-- begin Record list --

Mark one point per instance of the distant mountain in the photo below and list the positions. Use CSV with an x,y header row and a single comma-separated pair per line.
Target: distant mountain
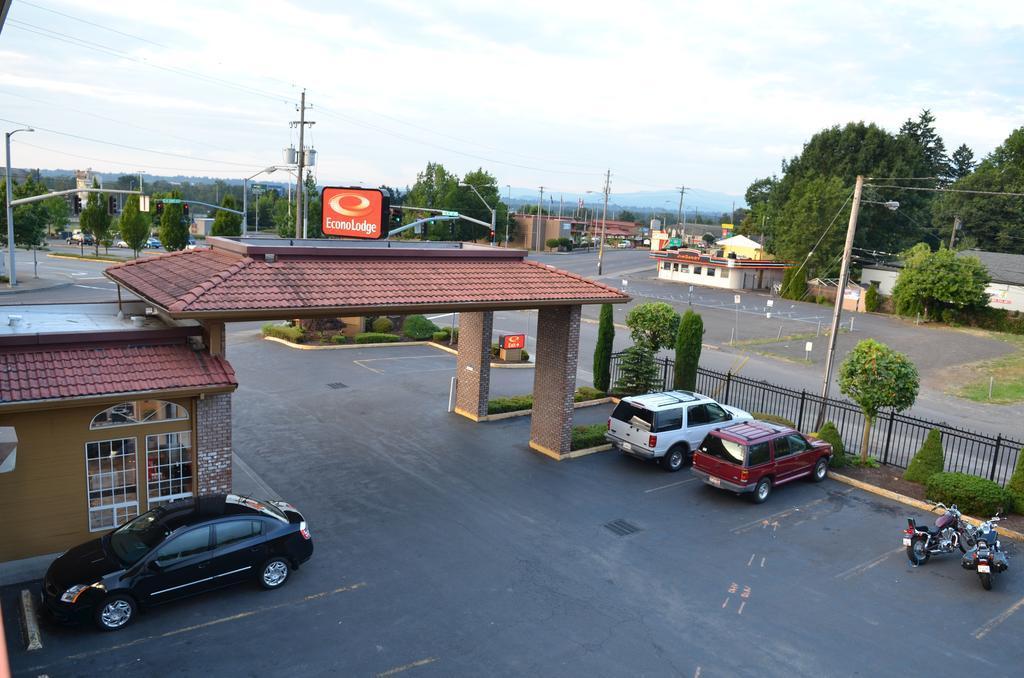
x,y
707,202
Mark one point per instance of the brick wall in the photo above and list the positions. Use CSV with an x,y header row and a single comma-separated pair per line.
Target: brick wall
x,y
473,369
554,379
213,445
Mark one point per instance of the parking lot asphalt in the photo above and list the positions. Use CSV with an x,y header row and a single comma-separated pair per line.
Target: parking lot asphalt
x,y
448,548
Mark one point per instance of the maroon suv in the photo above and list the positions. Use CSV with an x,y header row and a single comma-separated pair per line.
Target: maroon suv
x,y
755,456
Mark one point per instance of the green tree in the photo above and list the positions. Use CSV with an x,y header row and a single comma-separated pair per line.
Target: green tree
x,y
688,344
134,225
602,351
962,163
226,223
637,371
58,212
995,222
932,282
94,219
30,219
652,325
875,376
173,227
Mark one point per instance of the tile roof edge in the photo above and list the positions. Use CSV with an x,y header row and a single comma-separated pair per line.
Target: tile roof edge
x,y
568,273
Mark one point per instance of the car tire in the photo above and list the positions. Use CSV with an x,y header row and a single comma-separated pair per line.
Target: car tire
x,y
761,491
115,611
274,573
675,459
820,471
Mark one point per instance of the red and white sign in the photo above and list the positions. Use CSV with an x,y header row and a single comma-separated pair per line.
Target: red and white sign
x,y
510,341
354,212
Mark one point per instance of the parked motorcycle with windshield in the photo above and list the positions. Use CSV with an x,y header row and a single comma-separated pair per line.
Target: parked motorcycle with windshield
x,y
951,533
986,556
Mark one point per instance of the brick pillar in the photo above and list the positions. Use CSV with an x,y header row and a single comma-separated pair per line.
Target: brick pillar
x,y
473,370
554,380
213,443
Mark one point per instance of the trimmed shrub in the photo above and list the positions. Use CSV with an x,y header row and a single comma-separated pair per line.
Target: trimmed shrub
x,y
871,299
1016,484
588,393
978,497
376,338
589,435
830,434
509,404
928,461
774,419
419,328
286,332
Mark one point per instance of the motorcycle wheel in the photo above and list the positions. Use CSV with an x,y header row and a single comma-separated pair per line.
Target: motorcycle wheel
x,y
918,551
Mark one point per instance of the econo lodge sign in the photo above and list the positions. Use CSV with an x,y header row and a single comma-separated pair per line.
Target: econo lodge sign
x,y
354,212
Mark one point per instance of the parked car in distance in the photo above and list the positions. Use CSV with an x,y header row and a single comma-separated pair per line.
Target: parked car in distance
x,y
755,457
176,550
668,426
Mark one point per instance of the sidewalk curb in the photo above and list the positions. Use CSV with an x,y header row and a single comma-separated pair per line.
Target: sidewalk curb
x,y
915,503
33,640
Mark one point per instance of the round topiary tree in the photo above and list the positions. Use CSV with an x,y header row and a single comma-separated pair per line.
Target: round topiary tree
x,y
688,350
929,460
875,376
830,434
602,351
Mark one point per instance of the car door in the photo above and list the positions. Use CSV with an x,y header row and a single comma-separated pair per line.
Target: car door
x,y
240,549
179,567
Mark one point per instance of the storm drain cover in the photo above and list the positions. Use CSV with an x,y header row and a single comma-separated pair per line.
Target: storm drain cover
x,y
622,527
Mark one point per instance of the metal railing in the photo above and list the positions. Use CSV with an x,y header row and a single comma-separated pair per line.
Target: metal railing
x,y
894,438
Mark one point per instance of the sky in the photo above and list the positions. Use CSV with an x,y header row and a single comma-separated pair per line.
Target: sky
x,y
553,93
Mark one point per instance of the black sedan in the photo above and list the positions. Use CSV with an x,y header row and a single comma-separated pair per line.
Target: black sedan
x,y
179,549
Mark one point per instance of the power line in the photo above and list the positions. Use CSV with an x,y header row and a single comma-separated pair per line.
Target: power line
x,y
98,26
125,145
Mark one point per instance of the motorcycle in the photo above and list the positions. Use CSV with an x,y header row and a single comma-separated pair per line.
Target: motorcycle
x,y
986,556
950,533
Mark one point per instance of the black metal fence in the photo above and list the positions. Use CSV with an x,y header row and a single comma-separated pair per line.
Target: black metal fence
x,y
894,438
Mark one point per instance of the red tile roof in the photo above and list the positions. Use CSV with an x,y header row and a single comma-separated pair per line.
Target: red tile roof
x,y
43,373
214,281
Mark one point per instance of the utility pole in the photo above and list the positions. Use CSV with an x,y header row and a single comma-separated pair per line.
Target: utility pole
x,y
540,215
300,188
604,219
840,294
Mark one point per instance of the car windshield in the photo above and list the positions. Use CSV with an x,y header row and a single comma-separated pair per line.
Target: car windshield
x,y
133,540
633,415
725,450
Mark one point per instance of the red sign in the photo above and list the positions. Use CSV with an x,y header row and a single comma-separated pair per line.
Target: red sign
x,y
510,341
354,212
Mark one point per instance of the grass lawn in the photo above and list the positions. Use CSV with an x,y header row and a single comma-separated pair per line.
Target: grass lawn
x,y
1007,374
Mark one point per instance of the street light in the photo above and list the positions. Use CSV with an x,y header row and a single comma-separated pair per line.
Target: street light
x,y
11,278
494,213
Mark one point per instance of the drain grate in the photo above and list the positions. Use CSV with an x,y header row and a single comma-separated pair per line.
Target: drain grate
x,y
622,527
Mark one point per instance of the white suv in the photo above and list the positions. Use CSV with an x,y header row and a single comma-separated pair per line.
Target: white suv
x,y
668,425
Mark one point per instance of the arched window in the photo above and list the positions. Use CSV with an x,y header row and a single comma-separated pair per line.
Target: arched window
x,y
138,412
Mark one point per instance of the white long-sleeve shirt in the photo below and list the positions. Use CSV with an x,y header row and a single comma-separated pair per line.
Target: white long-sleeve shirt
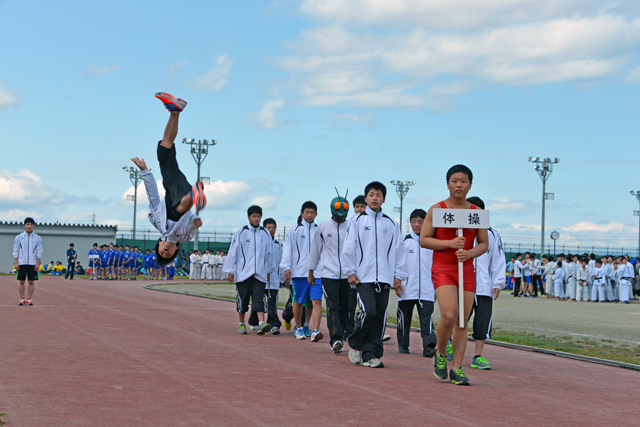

-- end Record list --

Count the lines in the data above that contain the string "edge", treating uppercase and lowercase as different. Reply with the number alone.

2